# Parts of the exercise
A. Copy part of the RT-PCR methods excerpt word for word, beginning at the words "For all the" and stopping after "construction and production.".
B. Name every gene whose primer sequences the RT-PCR methods excerpt says were as previously reported.
C. Please write the next part of the RT-PCR methods excerpt, picking up after its final heading.

# Page excerpt
For all the reverse transcription (RT)-PCR analyses, mRNA was purified from ES cells treated variously by using a Fast Track 2.9 kit (Invitrogen), and cDNA was synthesized from the mRNA by Superscript II (Gibco BRL). Sequences of primers for Hnf1, Hnf4, Brachyury, Gata1, Bmp4, and Hprt were as previously reported (6). All primer sets were tested for several different cycling numbers (15 to ~40 cycles) by using ExTaq (Takara), and the semiquantitative cycle number was determined for each primer set. Bands were visualized with ethidium bromide. For RT-PCR of SDIA samples, mixtures of PA6 and ES cells were harvested, and cDNAs were prepared as described above. As a control, PA6 cells alone and ES cells isolated by cell sorter were also used.

Retrovirus construction and production.

# Excerpted records
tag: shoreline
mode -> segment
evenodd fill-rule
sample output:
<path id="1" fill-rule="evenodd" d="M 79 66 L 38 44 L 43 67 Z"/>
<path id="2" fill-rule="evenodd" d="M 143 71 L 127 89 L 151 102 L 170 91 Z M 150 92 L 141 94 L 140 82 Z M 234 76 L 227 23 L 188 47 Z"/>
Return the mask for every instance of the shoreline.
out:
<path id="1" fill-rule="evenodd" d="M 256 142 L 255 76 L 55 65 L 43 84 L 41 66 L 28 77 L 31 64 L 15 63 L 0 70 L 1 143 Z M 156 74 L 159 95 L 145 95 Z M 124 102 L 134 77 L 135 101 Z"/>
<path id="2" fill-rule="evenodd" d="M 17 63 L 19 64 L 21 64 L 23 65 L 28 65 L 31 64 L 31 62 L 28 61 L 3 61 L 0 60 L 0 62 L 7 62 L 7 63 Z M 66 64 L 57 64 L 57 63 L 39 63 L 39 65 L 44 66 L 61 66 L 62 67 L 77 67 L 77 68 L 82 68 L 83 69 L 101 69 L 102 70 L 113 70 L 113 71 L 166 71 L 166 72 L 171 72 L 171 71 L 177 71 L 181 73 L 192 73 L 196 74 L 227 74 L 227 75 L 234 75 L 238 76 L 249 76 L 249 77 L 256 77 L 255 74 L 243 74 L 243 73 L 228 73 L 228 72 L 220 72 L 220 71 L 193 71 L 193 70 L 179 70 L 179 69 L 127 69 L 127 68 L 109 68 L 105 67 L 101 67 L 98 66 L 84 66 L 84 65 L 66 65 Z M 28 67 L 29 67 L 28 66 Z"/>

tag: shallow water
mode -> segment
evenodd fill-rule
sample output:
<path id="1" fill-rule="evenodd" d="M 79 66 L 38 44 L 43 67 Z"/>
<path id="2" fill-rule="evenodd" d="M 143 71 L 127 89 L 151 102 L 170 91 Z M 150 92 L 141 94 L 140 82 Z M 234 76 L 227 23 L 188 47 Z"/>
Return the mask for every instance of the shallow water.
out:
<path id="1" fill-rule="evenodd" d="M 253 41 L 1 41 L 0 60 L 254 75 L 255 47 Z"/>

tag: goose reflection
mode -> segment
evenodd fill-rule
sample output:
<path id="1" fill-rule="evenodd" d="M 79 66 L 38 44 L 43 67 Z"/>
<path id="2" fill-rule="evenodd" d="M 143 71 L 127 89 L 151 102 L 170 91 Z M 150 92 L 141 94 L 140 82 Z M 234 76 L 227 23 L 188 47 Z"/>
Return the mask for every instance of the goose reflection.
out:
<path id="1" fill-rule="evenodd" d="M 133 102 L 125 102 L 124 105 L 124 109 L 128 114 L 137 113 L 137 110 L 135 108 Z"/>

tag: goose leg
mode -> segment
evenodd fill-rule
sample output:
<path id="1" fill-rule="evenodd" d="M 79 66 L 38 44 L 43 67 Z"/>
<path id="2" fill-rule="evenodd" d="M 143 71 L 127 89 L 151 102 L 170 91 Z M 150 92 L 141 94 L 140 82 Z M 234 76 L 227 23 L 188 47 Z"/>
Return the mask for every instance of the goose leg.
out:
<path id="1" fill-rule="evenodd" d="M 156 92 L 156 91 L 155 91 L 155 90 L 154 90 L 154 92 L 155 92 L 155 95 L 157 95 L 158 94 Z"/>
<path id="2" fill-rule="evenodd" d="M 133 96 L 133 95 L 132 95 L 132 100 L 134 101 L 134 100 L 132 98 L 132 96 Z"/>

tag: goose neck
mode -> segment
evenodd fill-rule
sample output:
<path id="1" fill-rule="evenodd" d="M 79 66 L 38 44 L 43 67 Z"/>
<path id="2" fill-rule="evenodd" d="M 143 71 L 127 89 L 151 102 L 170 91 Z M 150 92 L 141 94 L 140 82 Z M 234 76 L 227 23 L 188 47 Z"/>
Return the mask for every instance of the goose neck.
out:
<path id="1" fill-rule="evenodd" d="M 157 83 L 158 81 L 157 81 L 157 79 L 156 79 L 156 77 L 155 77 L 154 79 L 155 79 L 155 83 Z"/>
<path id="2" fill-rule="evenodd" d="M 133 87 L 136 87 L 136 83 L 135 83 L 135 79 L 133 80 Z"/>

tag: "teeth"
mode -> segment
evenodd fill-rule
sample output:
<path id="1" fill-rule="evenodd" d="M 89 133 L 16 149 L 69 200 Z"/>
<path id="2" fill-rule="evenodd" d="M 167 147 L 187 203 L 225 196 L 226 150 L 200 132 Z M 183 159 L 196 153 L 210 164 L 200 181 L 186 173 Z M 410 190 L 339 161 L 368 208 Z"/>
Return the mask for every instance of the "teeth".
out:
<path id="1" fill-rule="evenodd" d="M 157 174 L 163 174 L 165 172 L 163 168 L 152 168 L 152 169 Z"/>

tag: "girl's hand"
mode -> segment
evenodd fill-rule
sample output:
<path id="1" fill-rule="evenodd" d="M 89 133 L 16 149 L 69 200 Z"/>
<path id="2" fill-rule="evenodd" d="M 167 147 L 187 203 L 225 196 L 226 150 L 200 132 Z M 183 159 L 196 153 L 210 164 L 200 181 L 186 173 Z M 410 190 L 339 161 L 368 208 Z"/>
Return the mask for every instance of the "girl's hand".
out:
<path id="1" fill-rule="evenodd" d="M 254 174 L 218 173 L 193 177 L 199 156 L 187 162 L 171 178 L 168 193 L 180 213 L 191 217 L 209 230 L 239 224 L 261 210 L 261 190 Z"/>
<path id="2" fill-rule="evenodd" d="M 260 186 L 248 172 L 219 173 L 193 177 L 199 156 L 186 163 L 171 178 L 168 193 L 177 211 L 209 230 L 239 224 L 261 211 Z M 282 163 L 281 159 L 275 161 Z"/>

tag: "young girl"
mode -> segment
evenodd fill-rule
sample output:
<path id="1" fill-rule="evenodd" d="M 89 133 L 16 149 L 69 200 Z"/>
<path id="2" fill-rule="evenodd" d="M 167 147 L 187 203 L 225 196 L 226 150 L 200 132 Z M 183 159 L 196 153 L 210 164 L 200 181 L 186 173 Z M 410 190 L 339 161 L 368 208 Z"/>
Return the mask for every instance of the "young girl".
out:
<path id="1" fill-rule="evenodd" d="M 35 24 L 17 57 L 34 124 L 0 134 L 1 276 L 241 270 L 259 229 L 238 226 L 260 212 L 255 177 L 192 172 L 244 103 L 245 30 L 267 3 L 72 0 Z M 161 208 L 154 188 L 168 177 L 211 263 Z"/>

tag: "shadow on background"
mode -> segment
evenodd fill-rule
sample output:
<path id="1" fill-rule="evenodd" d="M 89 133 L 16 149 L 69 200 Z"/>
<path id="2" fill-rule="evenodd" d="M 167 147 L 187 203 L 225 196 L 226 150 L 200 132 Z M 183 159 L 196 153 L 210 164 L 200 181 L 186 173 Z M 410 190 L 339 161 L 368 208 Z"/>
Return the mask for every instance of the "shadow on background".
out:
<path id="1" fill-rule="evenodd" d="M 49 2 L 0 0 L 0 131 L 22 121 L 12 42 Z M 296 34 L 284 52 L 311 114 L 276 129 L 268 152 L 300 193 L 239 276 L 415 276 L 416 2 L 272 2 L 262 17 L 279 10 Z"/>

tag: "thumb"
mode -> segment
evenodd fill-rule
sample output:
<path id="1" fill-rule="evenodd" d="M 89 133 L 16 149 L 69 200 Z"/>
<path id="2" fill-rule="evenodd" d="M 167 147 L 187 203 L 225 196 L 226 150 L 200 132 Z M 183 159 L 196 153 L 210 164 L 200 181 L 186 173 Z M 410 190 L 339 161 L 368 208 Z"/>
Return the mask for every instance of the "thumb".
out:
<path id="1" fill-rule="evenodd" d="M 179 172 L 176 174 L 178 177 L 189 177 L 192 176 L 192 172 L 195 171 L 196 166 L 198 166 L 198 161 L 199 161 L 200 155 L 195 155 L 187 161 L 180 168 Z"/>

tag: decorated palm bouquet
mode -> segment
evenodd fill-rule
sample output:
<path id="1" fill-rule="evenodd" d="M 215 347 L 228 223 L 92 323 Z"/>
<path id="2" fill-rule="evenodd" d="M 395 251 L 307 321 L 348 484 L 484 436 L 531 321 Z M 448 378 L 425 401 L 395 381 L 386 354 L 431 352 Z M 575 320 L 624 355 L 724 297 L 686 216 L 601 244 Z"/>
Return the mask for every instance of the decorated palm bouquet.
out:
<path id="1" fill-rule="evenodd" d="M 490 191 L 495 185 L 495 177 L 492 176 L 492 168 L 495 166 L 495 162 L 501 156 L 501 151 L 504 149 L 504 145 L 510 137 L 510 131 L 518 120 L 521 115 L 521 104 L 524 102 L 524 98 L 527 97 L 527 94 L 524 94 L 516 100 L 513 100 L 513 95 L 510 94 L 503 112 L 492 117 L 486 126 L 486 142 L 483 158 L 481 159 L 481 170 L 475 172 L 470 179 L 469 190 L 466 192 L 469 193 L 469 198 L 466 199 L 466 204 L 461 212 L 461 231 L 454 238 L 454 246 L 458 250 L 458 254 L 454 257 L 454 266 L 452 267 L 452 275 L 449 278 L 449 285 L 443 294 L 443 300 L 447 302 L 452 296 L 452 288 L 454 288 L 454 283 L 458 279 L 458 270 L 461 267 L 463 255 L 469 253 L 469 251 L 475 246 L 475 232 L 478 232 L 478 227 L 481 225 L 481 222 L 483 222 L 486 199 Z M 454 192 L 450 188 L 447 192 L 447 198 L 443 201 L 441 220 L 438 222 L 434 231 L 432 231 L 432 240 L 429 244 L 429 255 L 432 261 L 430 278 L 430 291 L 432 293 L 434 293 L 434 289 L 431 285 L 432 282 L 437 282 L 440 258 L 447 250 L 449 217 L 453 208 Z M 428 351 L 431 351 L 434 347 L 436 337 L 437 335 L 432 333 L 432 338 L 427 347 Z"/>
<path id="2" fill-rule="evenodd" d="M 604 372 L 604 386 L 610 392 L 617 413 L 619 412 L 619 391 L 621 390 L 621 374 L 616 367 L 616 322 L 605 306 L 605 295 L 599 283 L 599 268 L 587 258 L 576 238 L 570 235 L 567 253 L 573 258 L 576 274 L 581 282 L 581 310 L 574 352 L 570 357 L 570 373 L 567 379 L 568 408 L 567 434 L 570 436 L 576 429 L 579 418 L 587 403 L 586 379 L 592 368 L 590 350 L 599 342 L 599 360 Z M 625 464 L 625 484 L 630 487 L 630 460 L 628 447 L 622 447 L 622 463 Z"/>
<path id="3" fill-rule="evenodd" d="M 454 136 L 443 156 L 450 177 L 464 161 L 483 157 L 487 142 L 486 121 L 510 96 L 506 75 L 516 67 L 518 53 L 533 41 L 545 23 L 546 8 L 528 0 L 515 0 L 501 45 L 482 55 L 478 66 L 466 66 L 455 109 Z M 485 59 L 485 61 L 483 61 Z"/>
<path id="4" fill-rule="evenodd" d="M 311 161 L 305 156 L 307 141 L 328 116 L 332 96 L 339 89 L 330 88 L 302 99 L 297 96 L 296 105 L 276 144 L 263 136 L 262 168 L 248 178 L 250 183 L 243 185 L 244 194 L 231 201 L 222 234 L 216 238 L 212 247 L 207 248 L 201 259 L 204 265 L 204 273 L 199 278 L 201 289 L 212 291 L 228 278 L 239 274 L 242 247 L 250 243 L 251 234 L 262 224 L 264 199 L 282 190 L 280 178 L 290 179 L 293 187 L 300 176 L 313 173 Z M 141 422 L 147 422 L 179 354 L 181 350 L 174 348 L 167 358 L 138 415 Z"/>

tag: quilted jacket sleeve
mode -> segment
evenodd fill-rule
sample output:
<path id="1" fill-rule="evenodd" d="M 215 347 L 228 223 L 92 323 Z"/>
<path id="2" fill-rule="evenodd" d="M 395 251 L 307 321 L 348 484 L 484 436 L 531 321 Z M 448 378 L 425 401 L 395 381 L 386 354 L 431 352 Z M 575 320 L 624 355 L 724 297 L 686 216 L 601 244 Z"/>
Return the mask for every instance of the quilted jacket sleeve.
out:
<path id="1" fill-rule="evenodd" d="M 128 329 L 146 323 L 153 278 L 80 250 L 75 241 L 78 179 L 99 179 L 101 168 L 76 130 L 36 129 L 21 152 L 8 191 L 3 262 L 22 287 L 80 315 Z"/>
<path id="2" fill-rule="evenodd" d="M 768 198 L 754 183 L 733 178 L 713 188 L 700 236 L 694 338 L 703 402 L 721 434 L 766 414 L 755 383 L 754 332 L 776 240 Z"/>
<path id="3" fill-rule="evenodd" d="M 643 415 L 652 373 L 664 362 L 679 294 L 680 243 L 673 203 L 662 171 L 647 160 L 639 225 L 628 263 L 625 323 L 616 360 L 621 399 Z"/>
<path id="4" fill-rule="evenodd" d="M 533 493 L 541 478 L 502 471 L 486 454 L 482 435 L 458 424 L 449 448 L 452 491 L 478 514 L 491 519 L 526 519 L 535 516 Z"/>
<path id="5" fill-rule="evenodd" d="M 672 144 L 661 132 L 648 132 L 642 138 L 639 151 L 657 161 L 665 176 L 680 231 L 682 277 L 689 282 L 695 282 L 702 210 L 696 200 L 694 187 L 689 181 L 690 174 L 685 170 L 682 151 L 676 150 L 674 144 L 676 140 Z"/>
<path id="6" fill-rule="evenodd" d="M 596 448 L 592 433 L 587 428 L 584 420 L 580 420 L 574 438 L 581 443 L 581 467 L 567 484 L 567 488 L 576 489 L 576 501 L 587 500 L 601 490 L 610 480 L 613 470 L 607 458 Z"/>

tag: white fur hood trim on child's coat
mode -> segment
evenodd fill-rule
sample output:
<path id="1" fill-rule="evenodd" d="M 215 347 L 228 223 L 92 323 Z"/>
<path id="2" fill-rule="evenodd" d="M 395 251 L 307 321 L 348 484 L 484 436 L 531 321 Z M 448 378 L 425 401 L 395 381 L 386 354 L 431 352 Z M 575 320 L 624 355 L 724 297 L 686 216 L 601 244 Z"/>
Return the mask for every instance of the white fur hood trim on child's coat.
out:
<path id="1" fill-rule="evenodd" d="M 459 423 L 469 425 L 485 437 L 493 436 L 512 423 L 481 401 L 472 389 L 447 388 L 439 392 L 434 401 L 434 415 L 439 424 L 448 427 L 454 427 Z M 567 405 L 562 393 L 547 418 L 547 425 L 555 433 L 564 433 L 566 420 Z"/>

# Outputs for the tasks
A.
For all the reverse transcription (RT)-PCR analyses, mRNA was purified from ES cells treated variously by using a Fast Track 2.9 kit (Invitrogen), and cDNA was synthesized from the mRNA by Superscript II (Gibco BRL). Sequences of primers for Hnf1, Hnf4, Brachyury, Gata1, Bmp4, and Hprt were as previously reported (6). All primer sets were tested for several different cycling numbers (15 to ~40 cycles) by using ExTaq (Takara), and the semiquantitative cycle number was determined for each primer set. Bands were visualized with ethidium bromide. For RT-PCR of SDIA samples, mixtures of PA6 and ES cells were harvested, and cDNAs were prepared as described above. As a control, PA6 cells alone and ES cells isolated by cell sorter were also used.

Retrovirus construction and production.

B. Hnf1, Hnf4, Brachyury, Gata1, Bmp4, Hprt

C.
Full-length Rx/rax was inserted into retrovirus vector pMX-IRES-EGFP, and the resultant plasmid was used to transfect ecotropic packaging cells PLAT-E (29). Cell supernatants containing retrovirus were harvested after 2 days and concentrated by using a centrifugal filter device (Millipore). Two days from the initiation of cultures, the retinal explants were exposed to the virus solution, and then the cells were washed with medium. Explants were harvested at day 14, and frozen sections were prepared and immunostained with appropriate antibodies to examine the expression of marker proteins.

Electrophysiology.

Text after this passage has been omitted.